● Aim: Present the following data again exactly as it is shown.

** start **

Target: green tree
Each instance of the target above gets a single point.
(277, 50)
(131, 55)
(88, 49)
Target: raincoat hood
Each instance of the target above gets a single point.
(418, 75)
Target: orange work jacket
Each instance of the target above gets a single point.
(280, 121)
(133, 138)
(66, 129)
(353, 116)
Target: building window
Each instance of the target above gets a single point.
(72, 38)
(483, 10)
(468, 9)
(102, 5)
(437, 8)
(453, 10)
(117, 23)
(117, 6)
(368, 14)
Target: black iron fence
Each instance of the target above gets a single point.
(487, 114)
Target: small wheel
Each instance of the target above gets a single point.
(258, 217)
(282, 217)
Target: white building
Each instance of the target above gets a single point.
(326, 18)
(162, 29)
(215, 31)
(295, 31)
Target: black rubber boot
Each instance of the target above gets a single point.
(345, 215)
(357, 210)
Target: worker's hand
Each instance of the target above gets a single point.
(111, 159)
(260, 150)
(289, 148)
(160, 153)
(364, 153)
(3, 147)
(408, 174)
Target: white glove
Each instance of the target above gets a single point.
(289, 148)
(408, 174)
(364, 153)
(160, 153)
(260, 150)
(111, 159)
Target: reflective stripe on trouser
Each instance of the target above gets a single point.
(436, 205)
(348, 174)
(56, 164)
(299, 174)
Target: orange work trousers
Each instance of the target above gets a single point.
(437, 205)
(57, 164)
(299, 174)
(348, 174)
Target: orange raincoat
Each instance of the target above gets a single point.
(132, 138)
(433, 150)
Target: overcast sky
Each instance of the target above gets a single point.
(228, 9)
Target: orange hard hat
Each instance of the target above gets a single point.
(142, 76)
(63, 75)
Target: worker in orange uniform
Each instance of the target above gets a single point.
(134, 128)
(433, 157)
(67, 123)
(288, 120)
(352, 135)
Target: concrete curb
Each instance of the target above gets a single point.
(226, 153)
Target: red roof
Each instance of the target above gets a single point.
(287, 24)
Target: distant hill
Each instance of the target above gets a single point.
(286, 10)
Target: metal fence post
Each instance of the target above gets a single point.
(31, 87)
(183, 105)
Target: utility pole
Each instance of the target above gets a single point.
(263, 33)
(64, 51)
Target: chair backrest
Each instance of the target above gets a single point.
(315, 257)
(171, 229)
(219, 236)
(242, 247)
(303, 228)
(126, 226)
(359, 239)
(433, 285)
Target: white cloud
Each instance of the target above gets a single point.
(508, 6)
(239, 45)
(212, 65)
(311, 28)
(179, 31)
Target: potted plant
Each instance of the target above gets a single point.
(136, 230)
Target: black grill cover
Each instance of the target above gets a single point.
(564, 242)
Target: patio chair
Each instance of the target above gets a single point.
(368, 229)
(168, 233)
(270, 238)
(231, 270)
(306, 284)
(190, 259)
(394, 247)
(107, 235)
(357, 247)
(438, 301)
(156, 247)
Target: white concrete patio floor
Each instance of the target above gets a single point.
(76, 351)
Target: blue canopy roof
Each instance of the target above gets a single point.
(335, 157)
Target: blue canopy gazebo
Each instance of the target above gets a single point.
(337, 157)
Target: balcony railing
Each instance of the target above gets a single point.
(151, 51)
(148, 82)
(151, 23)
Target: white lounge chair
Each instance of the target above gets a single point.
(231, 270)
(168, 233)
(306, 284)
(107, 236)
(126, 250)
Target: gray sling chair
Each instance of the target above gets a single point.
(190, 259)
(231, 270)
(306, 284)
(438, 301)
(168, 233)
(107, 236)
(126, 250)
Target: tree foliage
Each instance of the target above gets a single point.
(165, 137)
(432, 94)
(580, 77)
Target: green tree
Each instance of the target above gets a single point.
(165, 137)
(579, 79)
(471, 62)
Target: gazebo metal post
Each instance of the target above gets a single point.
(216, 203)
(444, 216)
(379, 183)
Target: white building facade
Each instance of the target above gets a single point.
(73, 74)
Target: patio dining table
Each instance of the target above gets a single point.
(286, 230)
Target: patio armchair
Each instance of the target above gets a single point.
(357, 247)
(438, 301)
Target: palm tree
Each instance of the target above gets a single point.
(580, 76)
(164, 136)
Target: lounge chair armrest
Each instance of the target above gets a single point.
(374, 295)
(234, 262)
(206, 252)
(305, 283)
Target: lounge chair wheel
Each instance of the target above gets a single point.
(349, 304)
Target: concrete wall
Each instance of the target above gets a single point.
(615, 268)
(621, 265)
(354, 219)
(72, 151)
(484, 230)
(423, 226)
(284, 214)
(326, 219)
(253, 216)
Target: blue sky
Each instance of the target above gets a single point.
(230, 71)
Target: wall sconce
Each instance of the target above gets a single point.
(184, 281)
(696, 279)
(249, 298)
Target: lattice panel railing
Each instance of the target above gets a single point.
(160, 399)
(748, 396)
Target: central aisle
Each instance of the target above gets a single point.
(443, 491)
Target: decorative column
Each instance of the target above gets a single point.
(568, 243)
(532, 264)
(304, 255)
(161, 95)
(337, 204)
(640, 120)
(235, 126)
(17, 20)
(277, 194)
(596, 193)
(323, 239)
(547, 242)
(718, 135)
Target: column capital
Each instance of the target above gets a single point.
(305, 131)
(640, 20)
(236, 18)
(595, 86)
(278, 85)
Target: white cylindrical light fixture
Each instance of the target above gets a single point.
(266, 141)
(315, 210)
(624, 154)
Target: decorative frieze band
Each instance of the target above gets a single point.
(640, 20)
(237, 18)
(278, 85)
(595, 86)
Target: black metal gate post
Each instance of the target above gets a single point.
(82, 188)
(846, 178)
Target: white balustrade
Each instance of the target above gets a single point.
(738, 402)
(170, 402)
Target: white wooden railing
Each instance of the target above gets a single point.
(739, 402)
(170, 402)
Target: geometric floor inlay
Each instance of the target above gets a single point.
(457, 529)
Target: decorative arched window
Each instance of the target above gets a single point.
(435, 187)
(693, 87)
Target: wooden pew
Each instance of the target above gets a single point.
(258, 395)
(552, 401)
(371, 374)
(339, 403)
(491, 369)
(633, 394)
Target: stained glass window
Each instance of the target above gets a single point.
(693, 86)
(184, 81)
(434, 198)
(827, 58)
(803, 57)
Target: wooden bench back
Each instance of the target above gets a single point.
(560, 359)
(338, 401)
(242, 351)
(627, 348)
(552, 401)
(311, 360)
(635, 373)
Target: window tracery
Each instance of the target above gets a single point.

** end **

● Problem solution:
Target: green tree
Each instance of the target above gets a single point.
(277, 50)
(131, 55)
(88, 49)
Target: raincoat hood
Each instance of the target above gets a single point.
(418, 75)
Target: orange work jacket
Each instance of the target above gets a single point.
(280, 121)
(133, 138)
(66, 129)
(353, 116)
Target: building window
Each instance of the target above gets a single point.
(72, 38)
(483, 10)
(468, 9)
(102, 5)
(437, 8)
(453, 10)
(117, 23)
(117, 6)
(368, 14)
Target: black iron fence
Each instance of the target above gets a single point.
(487, 114)
Target: small wheel
Each instance of the target above gets a single point.
(258, 217)
(282, 217)
Target: white building
Each instance of the target above gets a single point.
(326, 18)
(162, 29)
(215, 31)
(295, 31)
Target: black rubber boot
Each instance of the target above gets a single point.
(345, 215)
(357, 210)
Target: worker's hand
Each instance of the target above gets a single point.
(111, 159)
(260, 150)
(289, 148)
(160, 153)
(364, 153)
(3, 147)
(408, 174)
Target: white glove
Each instance of the target above gets a single point.
(289, 148)
(408, 174)
(364, 153)
(160, 153)
(260, 150)
(111, 159)
Target: reflective stripe on trouser
Each instance of the target above gets a single point.
(436, 205)
(348, 174)
(56, 164)
(299, 174)
Target: orange work trousers
Each instance of the target above gets a single point.
(437, 205)
(57, 164)
(299, 174)
(348, 174)
Target: orange raincoat
Each instance of the target above gets a single point.
(132, 138)
(433, 150)
Target: overcast sky
Each instance of the target above gets a single point.
(228, 9)
Target: orange hard hat
Each instance of the target above gets a single point.
(142, 76)
(63, 75)
Target: worker in orange uniform
Each instance of the target above gets a single point.
(134, 128)
(433, 157)
(67, 123)
(288, 120)
(352, 135)
Target: concrete curb
Each instance of the target above gets a single point.
(226, 153)
Target: red roof
Each instance of the target above gets a single point.
(287, 24)
Target: distant hill
Each instance of the target above gets a single point.
(286, 10)
Target: metal fence post
Each instance of the target above gets a single point.
(31, 87)
(183, 105)
Target: utility pole
Each instance of the target above gets a single point.
(263, 33)
(64, 51)
Target: chair backrest
Each instance of the target above gets a single point.
(315, 257)
(171, 229)
(219, 236)
(242, 247)
(303, 228)
(126, 226)
(359, 239)
(433, 285)
Target: white cloud
Each instance of the target above gets a single point.
(508, 6)
(239, 45)
(212, 65)
(311, 28)
(179, 31)
Target: potted plant
Each instance of the target above gets a single point.
(136, 230)
Target: black grill cover
Each instance of the target above gets a single point.
(564, 242)
Target: patio chair
Each instance of the target above gets a single point.
(368, 229)
(168, 233)
(270, 238)
(231, 270)
(306, 284)
(190, 259)
(394, 247)
(107, 235)
(357, 247)
(438, 301)
(156, 247)
Target: white concrete patio floor
Each instance of the target above gets a single point.
(76, 351)
Target: blue canopy roof
Each instance of the target above gets a single point.
(335, 157)
Target: blue canopy gazebo
Each instance of the target above gets a single point.
(337, 157)
Target: balcony railing
Each instance of the target above gets a single point.
(151, 51)
(148, 82)
(151, 23)
Target: white lounge chair
Each instance of the target above gets a single point.
(231, 270)
(168, 233)
(306, 284)
(107, 236)
(126, 250)
Target: gray sling chair
Each instance of the target above gets a single point.
(190, 259)
(231, 270)
(306, 284)
(438, 301)
(168, 233)
(107, 236)
(126, 250)
Target: tree foliage
Each instance of the target above gets a single point.
(165, 137)
(432, 94)
(580, 77)
Target: green tree
Each instance of the target above gets a single point.
(165, 137)
(579, 79)
(471, 62)
Target: gazebo metal post
Each instance of the target above gets a single point.
(216, 203)
(444, 216)
(379, 183)
Target: white building facade
Each instance of the target above gets a single point.
(73, 74)
Target: patio dining table
Each instance of the target above gets a single point.
(286, 230)
Target: patio armchair
Each instance of the target above gets a single point.
(357, 247)
(438, 301)
Target: palm tree
Each instance of the target above gets a single point.
(580, 76)
(164, 136)
Target: lounge chair armrest
Each instance of the target above gets a single point.
(374, 295)
(234, 262)
(206, 252)
(305, 283)
Target: lounge chair wheel
Each instance of the target above gets a single point.
(349, 304)
Target: concrete wall
Each instance of the target above gets a single point.
(615, 268)
(621, 265)
(354, 219)
(72, 151)
(484, 230)
(423, 226)
(284, 214)
(326, 219)
(253, 216)
Target: blue sky
Each instance of the target above gets a single point.
(230, 71)
Target: wall sconce
Each instance of the target above gets a single point.
(184, 281)
(696, 279)
(249, 298)
Target: lattice panel railing
Each instance of the target above gets a single point.
(160, 399)
(748, 396)
Target: central aisle
Each instance of the target above gets a single point.
(443, 491)
Target: decorative column
Each instance of the target above gets a single point.
(568, 243)
(532, 264)
(304, 255)
(161, 95)
(337, 204)
(640, 120)
(235, 126)
(17, 20)
(277, 194)
(596, 193)
(323, 239)
(547, 242)
(718, 135)
Target: column capital
Each instance of the target above gets a single point.
(305, 131)
(640, 20)
(236, 18)
(595, 86)
(278, 85)
Target: white cylindrical light fixture
Each instance of the target above gets a single point.
(266, 141)
(315, 210)
(624, 154)
Target: decorative frieze band
Each instance of the target above gets a single point.
(640, 20)
(237, 18)
(278, 85)
(595, 86)
Target: black metal gate post
Each instance of the target above gets a single point.
(82, 188)
(846, 178)
Target: white balustrade
Each instance of the target above gets a single point.
(738, 402)
(170, 402)
Target: white wooden railing
Each instance of the target above gets a single point.
(739, 402)
(170, 402)
Target: geometric floor inlay
Each instance of the target above gets a single point.
(457, 529)
Target: decorative arched window
Each instance of the target above gets a single point.
(435, 187)
(693, 87)
Target: wooden pew
Each instance of the target above gets a single point.
(258, 395)
(552, 401)
(371, 374)
(339, 403)
(491, 369)
(633, 394)
Target: stained glass window
Each instance of the target above gets a single point.
(693, 86)
(184, 81)
(434, 198)
(827, 58)
(803, 57)
Target: wooden bench back
Each instance of the target above gets a single point.
(560, 359)
(338, 401)
(242, 351)
(627, 348)
(552, 401)
(311, 360)
(635, 373)
Target: window tracery
Each instance of the target above gets a single point.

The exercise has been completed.